## WHAT YOU HAVE TO DO
Reproduce word for word the passage of the news report on the Prince Rupert tent protest that opens with the words "On Friday night" and closes with "a day early.".

## DOCUMENT EXTRACT
※

Left to right: Dayna Mastre, former employee at the Extreme Weather Shelter, Veronica Fenton, a volunteer and supporter of the protest, and Victor Loyie, who is living on the streets, all say that the homeless in Prince Rupert are mistreated and verbally abused at the shelter. (Jenna Cocullo / The Northern View)

Tents pitched outside City Hall to protest treatment of Prince Rupert’s homeless

Former Extreme Weather Shelter worker and the homeless say employees treat them with no respect

A tent city has popped up by the water fountain at City Hall, protesting the treatment of the homeless at the Extreme Weather Shelter.

“We have to do what we’ve got to do to get the people back in the shelter and treated with some sympathy, respect and empathy,” said Veronica Fenton, a supporter of the protest.

On Friday night Fenton and Dayna Mastre — who worked at the homeless shelter for six months before being let go — set up the camp after alleging that Prince Rupert’s homeless people have been mistreated by the shelter’s employees.

READ MORE: LETTER: No empathy for Prince Rupert’s homeless

Some of the issues mentioned by Fenton and Mastre was the staff telling the homeless how much they hate them, people getting kicked out of the shelter for arbitrary amounts of time for swearing, and being forced to live on the streets for two weeks because staff mistakenly let them in a day early.

“When you have respect for them they treat you with respect,” said Mastre who is helping out the homeless because she once suffered from heavy addiction issues. “I trust these guys and they trust me. Just because someone drinks daily doesn’t mean they lie.”

Victor Loyie, who also lives on the streets, came to the tent city to volunteer in support of the people kicked out of the homeless shelter.

“They need to be let back in right away because it is getting cold outside, they have no blankets or anything,” he said.

Loyie said he has never experienced abuse at the shelter however, he has witnessed incidents where the homeless were not treated with respect from verbal abuse to getting kicked out no matter how cold or wet it is outside.

“The staff needs to take some kind of course to better their attitude toward the homeless,” he said.

※

## DATASET
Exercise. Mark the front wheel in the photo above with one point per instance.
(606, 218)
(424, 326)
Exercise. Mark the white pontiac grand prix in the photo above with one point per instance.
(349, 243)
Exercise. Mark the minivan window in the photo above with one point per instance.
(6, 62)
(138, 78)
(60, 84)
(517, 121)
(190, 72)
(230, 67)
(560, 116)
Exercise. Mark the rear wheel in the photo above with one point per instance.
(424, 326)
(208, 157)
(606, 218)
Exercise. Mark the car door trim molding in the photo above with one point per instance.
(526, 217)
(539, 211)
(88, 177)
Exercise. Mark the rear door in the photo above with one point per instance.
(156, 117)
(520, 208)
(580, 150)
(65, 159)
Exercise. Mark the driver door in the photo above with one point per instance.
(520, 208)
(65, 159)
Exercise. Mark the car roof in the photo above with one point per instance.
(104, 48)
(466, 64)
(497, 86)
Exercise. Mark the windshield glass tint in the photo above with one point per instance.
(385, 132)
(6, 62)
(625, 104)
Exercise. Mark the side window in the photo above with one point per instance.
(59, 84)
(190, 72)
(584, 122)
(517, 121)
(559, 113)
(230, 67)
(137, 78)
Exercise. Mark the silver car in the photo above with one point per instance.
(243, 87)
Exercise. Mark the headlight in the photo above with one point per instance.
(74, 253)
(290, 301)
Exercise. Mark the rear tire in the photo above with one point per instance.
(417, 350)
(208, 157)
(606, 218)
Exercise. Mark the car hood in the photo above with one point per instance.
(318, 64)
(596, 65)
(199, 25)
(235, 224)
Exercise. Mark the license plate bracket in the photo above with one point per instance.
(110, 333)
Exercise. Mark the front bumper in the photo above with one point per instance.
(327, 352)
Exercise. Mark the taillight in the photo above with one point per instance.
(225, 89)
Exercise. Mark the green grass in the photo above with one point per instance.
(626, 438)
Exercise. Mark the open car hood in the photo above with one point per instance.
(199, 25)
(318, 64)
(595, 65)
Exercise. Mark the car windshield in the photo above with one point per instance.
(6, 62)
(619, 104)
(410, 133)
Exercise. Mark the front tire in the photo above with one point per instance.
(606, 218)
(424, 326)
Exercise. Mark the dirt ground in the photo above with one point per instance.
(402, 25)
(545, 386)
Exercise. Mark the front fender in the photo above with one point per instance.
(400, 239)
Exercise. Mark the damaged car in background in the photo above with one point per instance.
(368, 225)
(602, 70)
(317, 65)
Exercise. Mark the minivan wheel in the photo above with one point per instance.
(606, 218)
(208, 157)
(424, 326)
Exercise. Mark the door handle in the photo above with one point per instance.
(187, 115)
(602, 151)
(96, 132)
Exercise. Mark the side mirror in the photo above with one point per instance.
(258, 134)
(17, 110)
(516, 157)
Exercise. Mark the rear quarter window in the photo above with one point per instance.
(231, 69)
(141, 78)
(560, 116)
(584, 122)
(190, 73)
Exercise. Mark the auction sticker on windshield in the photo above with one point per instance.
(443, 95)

※

## WRITTEN SOLUTION
On Friday night Fenton and Dayna Mastre — who worked at the homeless shelter for six months before being let go — set up the camp after alleging that Prince Rupert’s homeless people have been mistreated by the shelter’s employees.

READ MORE: LETTER: No empathy for Prince Rupert’s homeless

Some of the issues mentioned by Fenton and Mastre was the staff telling the homeless how much they hate them, people getting kicked out of the shelter for arbitrary amounts of time for swearing, and being forced to live on the streets for two weeks because staff mistakenly let them in a day early.